● **What you will do**
If a line of the material holds the string "floor", please copy it.

● **Material shown**
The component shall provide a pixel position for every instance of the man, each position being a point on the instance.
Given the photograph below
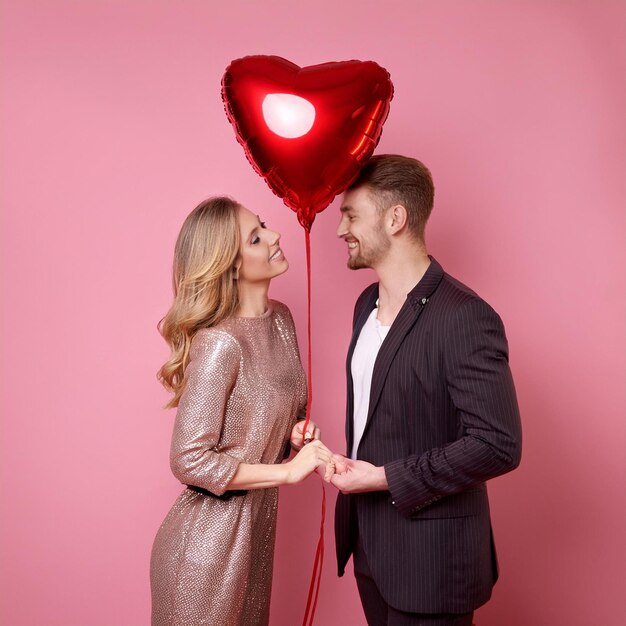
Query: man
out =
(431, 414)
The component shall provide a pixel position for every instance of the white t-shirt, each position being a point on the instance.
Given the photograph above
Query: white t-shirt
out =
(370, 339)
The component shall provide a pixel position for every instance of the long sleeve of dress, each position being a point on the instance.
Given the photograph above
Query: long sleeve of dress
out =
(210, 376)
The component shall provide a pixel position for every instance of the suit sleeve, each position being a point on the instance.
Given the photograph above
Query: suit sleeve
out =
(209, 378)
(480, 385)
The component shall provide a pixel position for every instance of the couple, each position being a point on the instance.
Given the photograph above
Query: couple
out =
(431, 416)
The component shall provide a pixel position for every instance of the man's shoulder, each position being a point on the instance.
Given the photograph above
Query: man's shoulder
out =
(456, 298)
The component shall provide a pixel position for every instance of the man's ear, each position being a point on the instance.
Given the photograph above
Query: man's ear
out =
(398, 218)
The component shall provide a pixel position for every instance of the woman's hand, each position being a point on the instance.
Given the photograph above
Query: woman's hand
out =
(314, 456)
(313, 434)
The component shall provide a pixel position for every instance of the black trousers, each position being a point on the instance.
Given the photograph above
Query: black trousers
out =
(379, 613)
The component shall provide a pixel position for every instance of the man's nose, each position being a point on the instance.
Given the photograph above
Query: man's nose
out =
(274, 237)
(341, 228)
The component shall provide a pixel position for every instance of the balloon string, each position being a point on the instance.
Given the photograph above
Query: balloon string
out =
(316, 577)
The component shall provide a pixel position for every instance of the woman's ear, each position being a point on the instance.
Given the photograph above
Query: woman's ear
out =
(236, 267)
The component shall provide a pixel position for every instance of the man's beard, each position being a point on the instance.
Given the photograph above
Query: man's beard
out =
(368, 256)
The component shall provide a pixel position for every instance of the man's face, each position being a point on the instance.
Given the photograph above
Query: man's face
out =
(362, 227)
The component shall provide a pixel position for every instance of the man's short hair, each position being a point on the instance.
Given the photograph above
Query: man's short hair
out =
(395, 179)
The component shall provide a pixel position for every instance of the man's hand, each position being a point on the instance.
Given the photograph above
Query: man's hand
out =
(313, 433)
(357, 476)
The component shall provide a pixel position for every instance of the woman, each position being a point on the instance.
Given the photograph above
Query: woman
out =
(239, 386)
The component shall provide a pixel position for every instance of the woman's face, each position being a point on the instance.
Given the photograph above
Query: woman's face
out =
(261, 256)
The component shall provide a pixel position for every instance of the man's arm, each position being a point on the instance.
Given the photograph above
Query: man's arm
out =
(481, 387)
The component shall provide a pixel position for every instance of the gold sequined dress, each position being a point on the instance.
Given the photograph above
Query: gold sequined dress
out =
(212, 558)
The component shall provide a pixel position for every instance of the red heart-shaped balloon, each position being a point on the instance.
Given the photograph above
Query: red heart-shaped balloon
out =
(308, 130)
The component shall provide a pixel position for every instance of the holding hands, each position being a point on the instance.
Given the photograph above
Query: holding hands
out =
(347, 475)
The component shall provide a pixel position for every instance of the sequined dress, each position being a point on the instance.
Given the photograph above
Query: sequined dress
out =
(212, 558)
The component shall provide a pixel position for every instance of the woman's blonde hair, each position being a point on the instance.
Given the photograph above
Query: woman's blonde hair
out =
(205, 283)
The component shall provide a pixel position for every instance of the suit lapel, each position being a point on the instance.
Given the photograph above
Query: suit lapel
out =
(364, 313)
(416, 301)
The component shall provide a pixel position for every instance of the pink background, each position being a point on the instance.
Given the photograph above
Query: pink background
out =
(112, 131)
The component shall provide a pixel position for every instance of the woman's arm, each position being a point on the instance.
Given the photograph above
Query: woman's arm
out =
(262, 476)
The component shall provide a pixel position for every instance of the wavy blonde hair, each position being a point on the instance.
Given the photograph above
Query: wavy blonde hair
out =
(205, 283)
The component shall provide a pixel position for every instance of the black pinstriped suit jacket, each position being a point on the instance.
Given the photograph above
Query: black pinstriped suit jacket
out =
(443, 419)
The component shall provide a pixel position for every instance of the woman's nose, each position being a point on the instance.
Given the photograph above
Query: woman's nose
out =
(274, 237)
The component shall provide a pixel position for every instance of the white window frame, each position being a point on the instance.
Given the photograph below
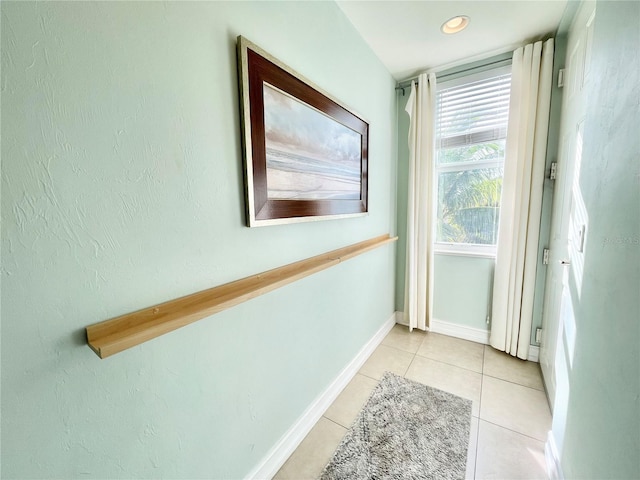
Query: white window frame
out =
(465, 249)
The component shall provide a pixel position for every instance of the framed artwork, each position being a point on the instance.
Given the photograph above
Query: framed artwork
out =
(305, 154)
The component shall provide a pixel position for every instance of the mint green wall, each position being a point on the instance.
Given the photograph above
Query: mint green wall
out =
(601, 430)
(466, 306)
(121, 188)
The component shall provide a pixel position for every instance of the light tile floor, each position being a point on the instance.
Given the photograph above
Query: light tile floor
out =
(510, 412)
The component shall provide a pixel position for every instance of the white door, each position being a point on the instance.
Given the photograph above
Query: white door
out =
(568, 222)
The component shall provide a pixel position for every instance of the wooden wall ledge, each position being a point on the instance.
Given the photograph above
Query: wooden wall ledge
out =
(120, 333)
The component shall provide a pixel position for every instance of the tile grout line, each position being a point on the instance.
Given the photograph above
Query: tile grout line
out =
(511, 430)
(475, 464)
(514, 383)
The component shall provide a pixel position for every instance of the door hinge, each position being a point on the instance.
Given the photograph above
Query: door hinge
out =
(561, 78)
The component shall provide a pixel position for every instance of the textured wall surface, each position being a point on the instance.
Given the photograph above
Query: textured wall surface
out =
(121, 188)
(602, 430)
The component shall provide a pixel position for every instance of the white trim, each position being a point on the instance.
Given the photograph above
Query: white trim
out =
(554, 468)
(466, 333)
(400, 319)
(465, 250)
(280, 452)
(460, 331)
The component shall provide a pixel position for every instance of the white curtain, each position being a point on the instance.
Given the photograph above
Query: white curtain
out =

● **Written solution**
The component shall provide a pixel position for every instance of the light tile floor, each position being a point on the instance.
Query: light tile floor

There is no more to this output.